** start Task data **
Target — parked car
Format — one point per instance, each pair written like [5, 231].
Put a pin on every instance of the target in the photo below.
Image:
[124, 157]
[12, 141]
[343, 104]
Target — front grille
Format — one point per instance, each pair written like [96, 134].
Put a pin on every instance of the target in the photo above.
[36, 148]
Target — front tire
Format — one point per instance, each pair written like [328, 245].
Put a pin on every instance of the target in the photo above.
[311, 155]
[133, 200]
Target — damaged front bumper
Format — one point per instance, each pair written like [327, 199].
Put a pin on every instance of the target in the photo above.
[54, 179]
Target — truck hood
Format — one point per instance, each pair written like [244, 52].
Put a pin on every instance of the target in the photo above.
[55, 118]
** end Task data **
From the records above, please extract every line and repeat it exactly.

→ Output for this exercise
Target — parked car
Format — one point per instance, each pair written like [5, 231].
Put a pin on every instance of the target in the photo below.
Image:
[124, 157]
[12, 141]
[343, 104]
Target — front grille
Format — one point per instance, each pair written like [96, 134].
Put a pin on every instance of the target in the photo above.
[36, 148]
Target — front tire
Format — one point per instance, each pair written like [328, 245].
Put a pin on every instance of the target in the photo above.
[311, 155]
[133, 200]
Target — damaged front bumper
Format — one point per instance, each pair written like [327, 199].
Put a pin on every instance of the target in the photo above.
[54, 179]
Target — truck hood
Format — one point per instance, each pair written like [244, 52].
Put a pin on every instance of the target in the photo above.
[55, 118]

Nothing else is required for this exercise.